[Problem to work on]: Skip the pictures. Transcribe the rest of the data below without changing a word.

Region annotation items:
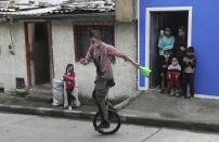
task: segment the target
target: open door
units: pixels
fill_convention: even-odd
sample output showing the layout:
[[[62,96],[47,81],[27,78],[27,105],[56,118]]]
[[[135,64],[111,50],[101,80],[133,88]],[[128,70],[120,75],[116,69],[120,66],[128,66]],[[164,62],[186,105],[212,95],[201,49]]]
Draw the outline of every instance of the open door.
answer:
[[[189,12],[151,12],[150,15],[150,68],[153,70],[150,76],[150,89],[153,89],[159,85],[158,40],[160,30],[170,27],[175,37],[180,26],[184,26],[186,30]]]
[[[25,23],[28,85],[51,83],[53,77],[50,24]]]

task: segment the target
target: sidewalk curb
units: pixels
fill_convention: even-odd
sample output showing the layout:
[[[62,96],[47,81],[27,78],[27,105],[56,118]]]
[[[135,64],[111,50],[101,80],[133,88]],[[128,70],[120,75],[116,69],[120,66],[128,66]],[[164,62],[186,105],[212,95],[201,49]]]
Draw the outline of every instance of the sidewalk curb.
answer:
[[[89,120],[92,120],[92,118],[95,115],[95,112],[90,113],[90,112],[81,112],[81,111],[62,111],[62,109],[55,109],[55,108],[29,107],[29,106],[3,105],[3,104],[0,104],[0,112],[52,116],[52,117],[77,118],[77,119],[80,118],[80,119],[89,119]],[[162,118],[153,118],[153,117],[146,118],[146,117],[139,117],[136,115],[120,115],[120,118],[124,124],[219,132],[219,125],[217,124],[181,121],[181,120],[162,119]]]
[[[175,129],[189,129],[198,131],[212,131],[219,132],[219,124],[207,124],[207,122],[195,122],[195,121],[183,121],[173,119],[162,119],[151,117],[138,117],[130,115],[120,115],[121,121],[125,124],[133,124],[139,126],[155,126]]]
[[[82,119],[92,119],[95,114],[95,112],[90,113],[81,111],[67,111],[67,109],[63,111],[46,107],[29,107],[29,106],[3,105],[3,104],[0,104],[0,112],[53,116],[53,117],[82,118]]]

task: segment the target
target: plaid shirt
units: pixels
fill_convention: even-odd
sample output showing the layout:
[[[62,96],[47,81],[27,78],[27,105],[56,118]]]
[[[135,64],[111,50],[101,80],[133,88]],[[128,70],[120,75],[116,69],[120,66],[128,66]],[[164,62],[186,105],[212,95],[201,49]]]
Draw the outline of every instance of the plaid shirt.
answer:
[[[91,55],[93,54],[93,55]],[[111,66],[111,56],[115,55],[117,57],[121,57],[125,61],[131,62],[131,59],[126,54],[118,51],[115,47],[103,43],[101,48],[90,47],[88,53],[86,55],[86,60],[88,63],[93,59],[96,59],[101,55],[101,72],[107,72],[108,67]]]

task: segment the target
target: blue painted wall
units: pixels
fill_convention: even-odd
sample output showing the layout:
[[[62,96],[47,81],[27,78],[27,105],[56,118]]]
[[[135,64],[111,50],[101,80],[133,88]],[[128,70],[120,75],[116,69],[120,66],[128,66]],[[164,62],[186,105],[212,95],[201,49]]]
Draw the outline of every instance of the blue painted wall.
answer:
[[[193,7],[192,46],[197,67],[196,93],[219,96],[219,0],[139,0],[140,64],[145,64],[145,9],[157,7]],[[140,87],[144,87],[140,76]]]

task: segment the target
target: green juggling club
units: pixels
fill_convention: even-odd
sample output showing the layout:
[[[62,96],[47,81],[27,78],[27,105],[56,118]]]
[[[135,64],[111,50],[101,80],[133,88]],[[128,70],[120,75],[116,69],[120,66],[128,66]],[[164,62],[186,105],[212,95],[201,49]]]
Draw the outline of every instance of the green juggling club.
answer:
[[[146,68],[146,67],[143,67],[143,66],[139,66],[139,70],[141,72],[141,74],[144,76],[144,77],[149,77],[150,74],[151,74],[151,69]]]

[Expected answer]:
task: segment the target
target: open door
units: pixels
fill_convention: even-odd
sample output showing the layout:
[[[62,96],[47,81],[27,78],[27,105],[56,118]]]
[[[135,64],[111,50],[101,80],[133,88]],[[128,70],[120,75],[116,69],[120,66],[128,66]],[[164,62],[186,105],[212,95],[201,49]]]
Draw the outline of every instance of the open door.
answer:
[[[189,12],[151,12],[150,15],[150,68],[153,70],[150,76],[150,89],[153,89],[159,85],[158,40],[160,30],[170,27],[175,37],[180,26],[184,26],[186,30]]]
[[[25,23],[28,85],[51,83],[53,77],[50,24]]]

task: segment the target
target: sidewalk curb
units: pixels
fill_convention: even-odd
sample output showing the layout:
[[[62,96],[47,81],[27,78],[27,105],[56,118]]]
[[[135,64],[111,50],[101,80],[133,88]],[[128,70],[120,75],[116,69],[120,66],[128,66]],[[164,62],[186,105],[212,95],[201,49]]]
Draw the outline of every instance of the sidewalk curb.
answer:
[[[89,120],[92,120],[92,118],[95,115],[95,112],[90,113],[90,112],[81,112],[81,111],[62,111],[62,109],[55,109],[55,108],[29,107],[29,106],[3,105],[3,104],[0,104],[0,112],[52,116],[52,117],[77,118],[77,119],[80,118],[80,119],[89,119]],[[162,118],[153,118],[153,117],[146,118],[146,117],[139,117],[136,115],[120,115],[120,118],[124,124],[219,132],[219,125],[217,124],[181,121],[181,120],[162,119]]]
[[[175,129],[189,129],[198,131],[212,131],[219,132],[219,124],[207,124],[207,122],[195,122],[195,121],[183,121],[173,119],[162,119],[151,117],[138,117],[130,115],[120,115],[121,121],[125,124],[133,124],[139,126],[155,126]]]
[[[82,119],[92,119],[95,114],[95,112],[90,113],[81,111],[67,111],[67,109],[63,111],[46,107],[29,107],[29,106],[3,105],[3,104],[0,104],[0,112],[53,116],[53,117],[82,118]]]

task: segment the target
target: plaid shirt
units: pixels
fill_convention: even-odd
sample output showing the layout:
[[[62,96],[47,81],[27,78],[27,105],[56,118]]]
[[[135,64],[111,50],[101,80],[133,88]],[[128,70],[120,75],[116,69],[120,66],[128,66]],[[164,62],[186,105],[212,95],[201,49]]]
Draw the outline of every instance of the plaid shirt.
answer:
[[[91,55],[93,54],[93,55]],[[111,66],[111,56],[115,55],[117,57],[121,57],[125,61],[131,62],[131,59],[126,54],[118,51],[115,47],[103,43],[101,48],[90,47],[88,53],[86,55],[86,60],[88,63],[93,59],[96,59],[101,55],[101,72],[107,72],[108,67]]]

task: segment the target
target: blue painted wall
units: pixels
fill_convention: even-odd
sample output showing the layout:
[[[62,96],[47,81],[27,78],[27,105],[56,118]]]
[[[135,64],[111,50],[101,80],[133,88]],[[128,70],[120,75],[116,69],[120,66],[128,66]],[[164,62],[186,105],[212,95],[201,49]]]
Draw the outline of every instance of the blue painted wall.
answer:
[[[193,7],[192,46],[197,67],[196,93],[219,96],[219,0],[139,0],[140,64],[145,64],[145,9],[157,7]],[[140,87],[144,87],[140,76]]]

task: segment the target
target: green juggling club
units: pixels
fill_convention: even-odd
sample output showing the layout:
[[[62,96],[47,81],[27,78],[27,105],[56,118]]]
[[[135,64],[111,50],[101,80],[133,88]],[[128,70],[120,75],[116,69],[120,66],[128,66]],[[164,62],[186,105],[212,95],[201,49]]]
Draw the outline of every instance of the green juggling club.
answer:
[[[146,68],[146,67],[143,67],[143,66],[139,66],[139,70],[141,72],[141,74],[144,76],[144,77],[149,77],[150,74],[151,74],[151,69]]]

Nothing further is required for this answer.